Erickson and Chase say informatisation incorporates information superiority, reconnaissance and counter-reconnaissance, EW, network and platform integration, space operations, joint operations and joint integration, sensor-to-shooter connectivity, autonomous operations and notions of speed, accuracy, security, and continuity of communications. A more succinct explanation provided by the authors says informatisation rests on “using information technology as the impetus, information networks as the foundation and command automation as the core”.
The US Department of Defence’s 2021 report on Military and Security Developments Involving the People’s Republic of China says the SSF’s primary task is to integrate information warfare capabilities like cyber and EW, to ensure these efforts are used in a coordinated manner at the strategic level. The application of electronic warfare at the operational and tactical levels will almost certainly be the responsibility of the individual services.

| TASK TO COMPLETE |
In the passage on China's military modernization, what does the more succinct explanation give as the core? The material is drawn from a separate source.

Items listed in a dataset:

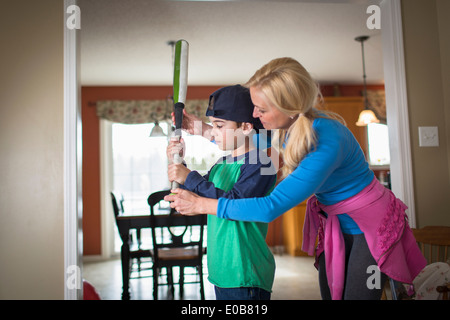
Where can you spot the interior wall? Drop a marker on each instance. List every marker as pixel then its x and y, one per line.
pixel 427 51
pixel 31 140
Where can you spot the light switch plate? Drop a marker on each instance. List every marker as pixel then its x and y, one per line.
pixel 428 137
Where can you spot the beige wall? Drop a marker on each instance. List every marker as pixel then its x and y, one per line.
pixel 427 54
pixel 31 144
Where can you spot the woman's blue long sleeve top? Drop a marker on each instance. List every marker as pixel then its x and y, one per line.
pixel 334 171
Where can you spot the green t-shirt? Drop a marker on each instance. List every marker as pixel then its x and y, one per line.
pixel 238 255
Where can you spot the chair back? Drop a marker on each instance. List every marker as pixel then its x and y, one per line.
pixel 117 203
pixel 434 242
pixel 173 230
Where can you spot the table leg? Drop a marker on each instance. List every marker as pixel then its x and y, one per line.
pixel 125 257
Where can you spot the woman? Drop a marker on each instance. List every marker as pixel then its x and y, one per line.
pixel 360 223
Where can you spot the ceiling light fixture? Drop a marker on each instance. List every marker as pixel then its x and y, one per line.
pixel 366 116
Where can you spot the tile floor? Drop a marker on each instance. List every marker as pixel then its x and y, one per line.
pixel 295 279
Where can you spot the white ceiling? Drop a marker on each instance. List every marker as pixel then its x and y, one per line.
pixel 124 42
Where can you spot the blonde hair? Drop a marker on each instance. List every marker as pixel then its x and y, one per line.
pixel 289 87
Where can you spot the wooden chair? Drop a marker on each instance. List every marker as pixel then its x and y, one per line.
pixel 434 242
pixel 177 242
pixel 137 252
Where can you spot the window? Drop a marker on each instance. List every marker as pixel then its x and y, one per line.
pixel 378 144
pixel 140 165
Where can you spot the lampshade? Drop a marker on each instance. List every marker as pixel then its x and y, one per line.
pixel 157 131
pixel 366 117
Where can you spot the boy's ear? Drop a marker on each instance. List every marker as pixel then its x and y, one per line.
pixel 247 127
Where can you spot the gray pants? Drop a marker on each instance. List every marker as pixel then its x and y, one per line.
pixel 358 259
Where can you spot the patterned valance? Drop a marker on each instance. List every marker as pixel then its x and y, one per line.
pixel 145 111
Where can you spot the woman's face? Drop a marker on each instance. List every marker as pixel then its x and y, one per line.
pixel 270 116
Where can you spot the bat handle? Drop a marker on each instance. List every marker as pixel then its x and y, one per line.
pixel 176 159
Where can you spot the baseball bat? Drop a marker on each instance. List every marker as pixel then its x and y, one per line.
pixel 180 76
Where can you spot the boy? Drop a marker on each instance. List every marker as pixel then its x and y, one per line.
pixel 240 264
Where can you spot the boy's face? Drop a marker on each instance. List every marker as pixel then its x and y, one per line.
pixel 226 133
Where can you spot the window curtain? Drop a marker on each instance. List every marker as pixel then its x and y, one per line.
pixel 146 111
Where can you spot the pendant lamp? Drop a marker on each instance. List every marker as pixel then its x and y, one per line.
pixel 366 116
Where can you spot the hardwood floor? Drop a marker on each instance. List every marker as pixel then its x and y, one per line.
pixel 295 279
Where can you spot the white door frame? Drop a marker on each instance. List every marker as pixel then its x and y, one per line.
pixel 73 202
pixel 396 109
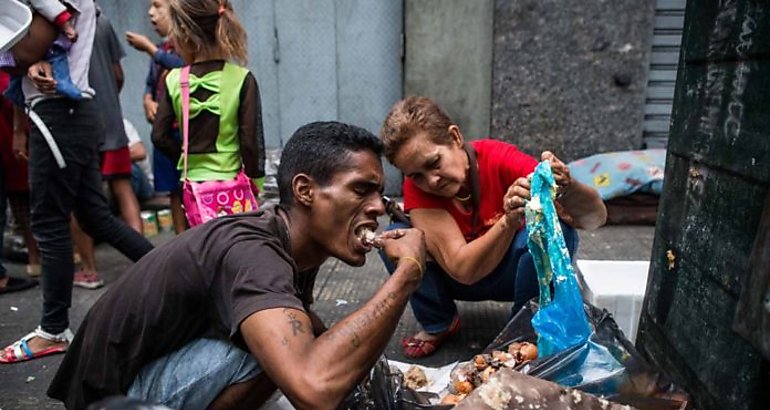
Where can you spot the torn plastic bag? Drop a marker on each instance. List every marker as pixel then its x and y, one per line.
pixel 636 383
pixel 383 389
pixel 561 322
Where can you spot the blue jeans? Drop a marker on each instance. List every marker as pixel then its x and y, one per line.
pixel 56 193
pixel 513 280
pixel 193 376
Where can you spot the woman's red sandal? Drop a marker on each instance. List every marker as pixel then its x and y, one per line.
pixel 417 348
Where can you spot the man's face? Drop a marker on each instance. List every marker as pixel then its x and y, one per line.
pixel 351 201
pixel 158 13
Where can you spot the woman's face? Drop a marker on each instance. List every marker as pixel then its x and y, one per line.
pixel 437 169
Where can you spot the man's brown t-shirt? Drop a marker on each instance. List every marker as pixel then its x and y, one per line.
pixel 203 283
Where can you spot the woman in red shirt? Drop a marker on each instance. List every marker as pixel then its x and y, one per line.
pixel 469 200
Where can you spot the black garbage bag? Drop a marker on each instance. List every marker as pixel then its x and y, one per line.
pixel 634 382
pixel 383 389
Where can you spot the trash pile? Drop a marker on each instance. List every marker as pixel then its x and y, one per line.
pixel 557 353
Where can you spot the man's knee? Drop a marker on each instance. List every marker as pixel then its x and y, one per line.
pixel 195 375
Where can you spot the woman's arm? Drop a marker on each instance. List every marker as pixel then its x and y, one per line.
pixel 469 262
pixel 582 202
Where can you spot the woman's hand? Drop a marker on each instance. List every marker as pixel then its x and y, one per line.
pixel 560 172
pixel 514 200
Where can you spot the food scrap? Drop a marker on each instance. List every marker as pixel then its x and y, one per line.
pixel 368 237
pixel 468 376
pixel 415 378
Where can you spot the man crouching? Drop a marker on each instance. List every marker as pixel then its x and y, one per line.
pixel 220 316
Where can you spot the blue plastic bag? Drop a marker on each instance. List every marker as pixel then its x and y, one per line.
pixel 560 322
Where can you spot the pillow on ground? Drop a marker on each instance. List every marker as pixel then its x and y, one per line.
---
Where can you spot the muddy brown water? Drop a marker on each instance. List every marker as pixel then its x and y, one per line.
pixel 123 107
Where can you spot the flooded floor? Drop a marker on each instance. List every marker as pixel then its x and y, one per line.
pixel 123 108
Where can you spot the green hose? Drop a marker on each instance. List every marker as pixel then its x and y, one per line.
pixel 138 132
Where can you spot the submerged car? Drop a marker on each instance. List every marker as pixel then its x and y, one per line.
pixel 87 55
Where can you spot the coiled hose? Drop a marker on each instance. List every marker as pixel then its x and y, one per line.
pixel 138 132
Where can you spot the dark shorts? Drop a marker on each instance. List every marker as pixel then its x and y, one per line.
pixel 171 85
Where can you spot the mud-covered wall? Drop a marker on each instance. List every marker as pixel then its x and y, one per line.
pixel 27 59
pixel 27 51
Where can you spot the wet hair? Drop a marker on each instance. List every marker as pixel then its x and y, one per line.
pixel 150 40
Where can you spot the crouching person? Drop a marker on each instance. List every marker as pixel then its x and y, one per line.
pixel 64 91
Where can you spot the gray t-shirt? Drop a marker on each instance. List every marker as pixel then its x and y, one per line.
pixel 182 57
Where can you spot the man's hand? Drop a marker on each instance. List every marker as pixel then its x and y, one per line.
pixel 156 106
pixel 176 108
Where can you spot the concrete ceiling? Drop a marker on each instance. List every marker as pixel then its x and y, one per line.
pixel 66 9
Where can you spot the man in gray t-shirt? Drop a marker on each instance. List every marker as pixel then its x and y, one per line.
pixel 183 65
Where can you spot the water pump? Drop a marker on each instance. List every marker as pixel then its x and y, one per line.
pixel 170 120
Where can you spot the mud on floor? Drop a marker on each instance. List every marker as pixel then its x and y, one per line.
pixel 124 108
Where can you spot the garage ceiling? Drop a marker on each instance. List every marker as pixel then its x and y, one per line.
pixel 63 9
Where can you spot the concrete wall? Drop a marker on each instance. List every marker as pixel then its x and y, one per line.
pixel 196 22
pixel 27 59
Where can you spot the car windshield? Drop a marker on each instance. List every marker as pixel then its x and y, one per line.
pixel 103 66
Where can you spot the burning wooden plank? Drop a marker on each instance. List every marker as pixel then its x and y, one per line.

| SOLUTION TO THIS EXERCISE |
Command automation.